# Data to process

►

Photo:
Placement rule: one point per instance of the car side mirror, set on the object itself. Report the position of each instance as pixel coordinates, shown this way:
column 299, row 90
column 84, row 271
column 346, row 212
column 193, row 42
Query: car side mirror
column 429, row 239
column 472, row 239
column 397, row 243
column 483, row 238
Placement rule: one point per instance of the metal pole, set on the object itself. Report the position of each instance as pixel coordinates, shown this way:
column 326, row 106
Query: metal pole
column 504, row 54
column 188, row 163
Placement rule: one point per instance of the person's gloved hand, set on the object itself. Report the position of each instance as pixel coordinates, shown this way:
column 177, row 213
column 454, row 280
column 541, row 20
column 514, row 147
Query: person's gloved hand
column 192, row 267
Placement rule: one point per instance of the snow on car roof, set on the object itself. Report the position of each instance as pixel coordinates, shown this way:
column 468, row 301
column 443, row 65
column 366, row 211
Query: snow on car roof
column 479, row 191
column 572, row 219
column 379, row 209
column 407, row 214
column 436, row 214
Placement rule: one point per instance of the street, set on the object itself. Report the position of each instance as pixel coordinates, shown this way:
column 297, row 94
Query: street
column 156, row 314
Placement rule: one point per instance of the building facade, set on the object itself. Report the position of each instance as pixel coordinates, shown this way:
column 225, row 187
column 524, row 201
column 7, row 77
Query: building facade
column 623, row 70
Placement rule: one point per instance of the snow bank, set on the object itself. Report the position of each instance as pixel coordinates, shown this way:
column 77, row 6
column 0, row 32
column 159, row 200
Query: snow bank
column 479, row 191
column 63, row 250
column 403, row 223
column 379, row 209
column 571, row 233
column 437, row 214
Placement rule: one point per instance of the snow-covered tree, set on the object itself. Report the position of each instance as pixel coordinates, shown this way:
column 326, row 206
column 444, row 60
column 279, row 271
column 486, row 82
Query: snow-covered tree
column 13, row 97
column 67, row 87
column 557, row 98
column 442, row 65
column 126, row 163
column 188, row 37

◄

# Problem statement
Please reproduce every one of the records above line for line, with no changes.

# Written reply
Photo:
Placement rule: one point per instance of the car side mirror, set on the object itself. Report the position of each instance as pixel coordinates, shown this way:
column 299, row 90
column 84, row 271
column 346, row 212
column 193, row 42
Query: car side mirror
column 429, row 239
column 472, row 239
column 397, row 243
column 483, row 238
Placement rule: one point per instance of the metal pole, set on the object itself. Report the position of each instance as pixel coordinates, shown this way:
column 326, row 106
Query: metal pole
column 504, row 54
column 188, row 163
Placement rule: one point per instance of the person's gloved hand, set on the object itself. Report the position of each instance as pixel coordinates, shown this way:
column 177, row 213
column 454, row 280
column 541, row 20
column 514, row 147
Query: person's gloved hand
column 192, row 267
Placement rule: one point per instance of the snow on car roof, set on the object itself. Report the position of each instance as pixel coordinates, shown this way:
column 468, row 301
column 443, row 65
column 366, row 211
Query: snow on car roof
column 479, row 191
column 572, row 219
column 379, row 209
column 407, row 214
column 436, row 214
Placement rule: one point per instance of the street, set on the object itself. Report the position of each instance as pixel coordinates, shown this way:
column 297, row 94
Query: street
column 156, row 314
Placement rule: one point per instance of the building facade, set on the object itself. Report the position of each instance as pixel coordinates, shown this way:
column 225, row 187
column 524, row 201
column 7, row 77
Query: building facade
column 623, row 70
Placement rule: one point per instance of the snow bank, set on the object itself. Report the position of each instance as pixel coordinates, shown this way:
column 77, row 6
column 0, row 32
column 159, row 200
Query: snow bank
column 479, row 191
column 63, row 250
column 403, row 223
column 379, row 209
column 571, row 233
column 437, row 214
Placement rule: one point per instance of the snow-covered tree, set on the object itself. Report the position of each instance as pixel coordinates, shown this way:
column 326, row 206
column 444, row 60
column 279, row 271
column 486, row 82
Query: snow-covered tree
column 13, row 97
column 67, row 87
column 557, row 98
column 442, row 65
column 126, row 163
column 188, row 37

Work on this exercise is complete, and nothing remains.